:: Source records

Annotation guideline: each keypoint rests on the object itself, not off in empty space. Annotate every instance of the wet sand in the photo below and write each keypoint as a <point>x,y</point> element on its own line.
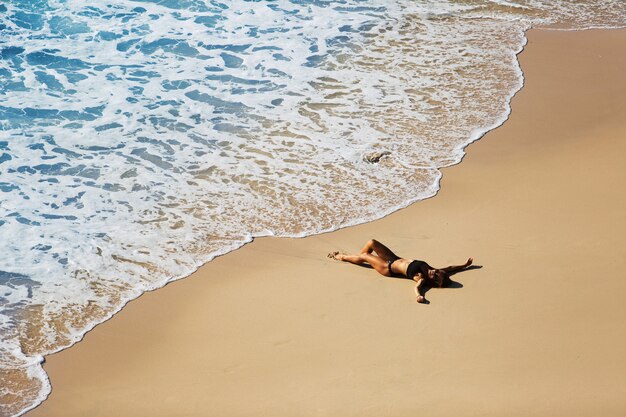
<point>278,329</point>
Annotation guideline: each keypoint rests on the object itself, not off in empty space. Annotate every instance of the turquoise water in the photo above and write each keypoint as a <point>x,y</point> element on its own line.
<point>140,139</point>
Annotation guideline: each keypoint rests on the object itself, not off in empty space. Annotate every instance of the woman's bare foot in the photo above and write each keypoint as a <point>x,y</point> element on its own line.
<point>336,255</point>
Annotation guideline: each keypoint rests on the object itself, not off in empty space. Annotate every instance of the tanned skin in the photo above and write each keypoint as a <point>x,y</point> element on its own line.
<point>378,256</point>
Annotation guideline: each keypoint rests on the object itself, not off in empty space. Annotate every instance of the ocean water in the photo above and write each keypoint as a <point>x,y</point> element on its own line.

::::

Write out every row above word for word, leaving the pictures out.

Annotation guideline: each keypoint rests on the object itself, not off in empty space. Annotate every instance of the wet sand in the photo below and write each keypoint as a <point>x,y</point> element on its own line.
<point>278,329</point>
Annotation guideline: each keypoint rests on the object itself, not off in empty space. Annotate every instance of the turquoise water in the photo above and write each keypoint as a <point>x,y</point> element on its own line.
<point>140,139</point>
Annotation guideline: each keypoint rests on the object itself, not off in empty space. Annotate every instance of the woman's bare foot in the photo above and write each keypoint as a <point>x,y</point> element on its own line.
<point>336,255</point>
Annotation guideline: each keypoint rests on the object itself, not off in empty space. Annotate every instance of the tanned skin in the photo above and write each keypoint as a <point>x,y</point> element on its own line.
<point>378,256</point>
Annotation guideline: each keypoint rests on the object itself, not off in empty space. Annotate every instance of the ocean water in the photo above and write each keypoint as a <point>x,y</point> element on its own line.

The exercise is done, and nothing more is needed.